Phanteks Enthoo Pro 2 TG Review

August 27, 2020 | 10:00

Tags: #atx #case #chassis #e-atx #ssi-eeb

Companies: #phanteks

Performance Analysis

With Phanteks focussed on letting users do whatever they want with the Enthoo Pro 2, testing the thermals in its default state with a bog-standard ATX build isn’t all that useful to most potential buyers, especially when it doesn’t even come with any fans. Still, we always think it’s worth doing to remind users why fans are important and give us some comparable numbers. We’ve tested in the default state (no fans) and then added a couple of 120mm fans (one intake, one exhaust) to see the difference that a little airflow makes.

With no fans, the Phanteks Enthoo Pro 2 joins the other cases on test that have very little or no airflow. Within the 15-minute test, the overclocked CPU gets too hot and eventually throttles. No big surprise, then, and a reminder that even if you have a great air cooler, you’ll very likely see higher fan speeds and/or temperatures when your CPU is loaded if you don’t ensure that it is served with adequate airflow.

With our two extra fans installed and capped to 7V, the same thing eventually happens albeit not as quickly as with no fans, suggesting that the little airflow this introduces isn’t all that helpful in so large a case. With the fans at full speed, the CPU no longer throttles, but it wasn’t far off, so you’ll definitely want to ensure you have good levels of exhaust airflow, ideally utilising both the rear and roof fan mounts when planning your build.

As for the GPU, the case is well-ventilated enough to ensure GPU coolers are not starved of air, but the default setup does give us a warm result. With our fans fitted but running at 7V, there is technically an improvement, but it’s within the margin of error. Only at 12V do we see a meaningful improvement, and the delta T of 49°C is right near the top of the chart, nestled in with an open-air test bench and the MSI MPG Sekira 500G when it has no front panel and almost entirely unrestricted airflow from two 200mm fans. That’s a pretty good result from a single 120mm fan in a massive case, and it suggests that Phanteks’ claims related to its mesh front panel are well founded.

§ RECORD EXCERPTS
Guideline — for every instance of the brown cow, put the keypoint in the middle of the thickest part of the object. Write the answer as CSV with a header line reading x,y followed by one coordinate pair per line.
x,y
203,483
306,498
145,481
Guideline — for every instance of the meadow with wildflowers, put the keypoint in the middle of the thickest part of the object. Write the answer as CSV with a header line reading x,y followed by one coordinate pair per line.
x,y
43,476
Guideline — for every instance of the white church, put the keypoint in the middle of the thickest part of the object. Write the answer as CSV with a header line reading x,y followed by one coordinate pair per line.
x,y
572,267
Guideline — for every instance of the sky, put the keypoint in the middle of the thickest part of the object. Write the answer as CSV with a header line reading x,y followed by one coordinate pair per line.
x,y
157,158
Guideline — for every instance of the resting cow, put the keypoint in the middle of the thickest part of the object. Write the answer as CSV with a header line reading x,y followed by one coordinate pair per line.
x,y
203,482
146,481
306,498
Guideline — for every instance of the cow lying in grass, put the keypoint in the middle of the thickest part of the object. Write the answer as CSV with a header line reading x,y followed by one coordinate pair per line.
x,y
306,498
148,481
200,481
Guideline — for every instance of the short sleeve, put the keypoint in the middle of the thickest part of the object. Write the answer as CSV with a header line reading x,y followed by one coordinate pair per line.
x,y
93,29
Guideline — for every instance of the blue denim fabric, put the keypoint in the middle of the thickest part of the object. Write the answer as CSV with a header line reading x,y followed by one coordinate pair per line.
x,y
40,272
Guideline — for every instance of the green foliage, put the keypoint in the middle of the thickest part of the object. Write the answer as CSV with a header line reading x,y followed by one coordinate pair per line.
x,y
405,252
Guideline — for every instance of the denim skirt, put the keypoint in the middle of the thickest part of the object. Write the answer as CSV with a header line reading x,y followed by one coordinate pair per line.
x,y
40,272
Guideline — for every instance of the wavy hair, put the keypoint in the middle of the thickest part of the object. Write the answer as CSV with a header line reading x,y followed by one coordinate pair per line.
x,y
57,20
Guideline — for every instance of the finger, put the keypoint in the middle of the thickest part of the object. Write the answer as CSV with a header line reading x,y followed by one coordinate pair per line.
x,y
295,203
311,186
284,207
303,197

§ LIST OF TASKS
**A)** From the Enthoo Pro 2 review, extract the passage verbatim: begin at the words that have "Phanteks Enthoo Pro 2 TG" and stop after "little airflow makes.".
**B)** In the Enthoo Pro 2 review, which fans were added to the case after the default no-fan test?
Rely only on the Enthoo Pro 2 review, not on the rows.

§ OUTPUTS IN ORDER
**A)**
Phanteks Enthoo Pro 2 TG Review

August 27, 2020 | 10:00

Tags: #atx #case #chassis #e-atx #ssi-eeb

Companies: #phanteks

Performance Analysis

With Phanteks focussed on letting users do whatever they want with the Enthoo Pro 2, testing the thermals in its default state with a bog-standard ATX build isn’t all that useful to most potential buyers, especially when it doesn’t even come with any fans. Still, we always think it’s worth doing to remind users why fans are important and give us some comparable numbers. We’ve tested in the default state (no fans) and then added a couple of 120mm fans (one intake, one exhaust) to see the difference that a little airflow makes.

**B)** Two 120mm fans, one intake and one exhaust.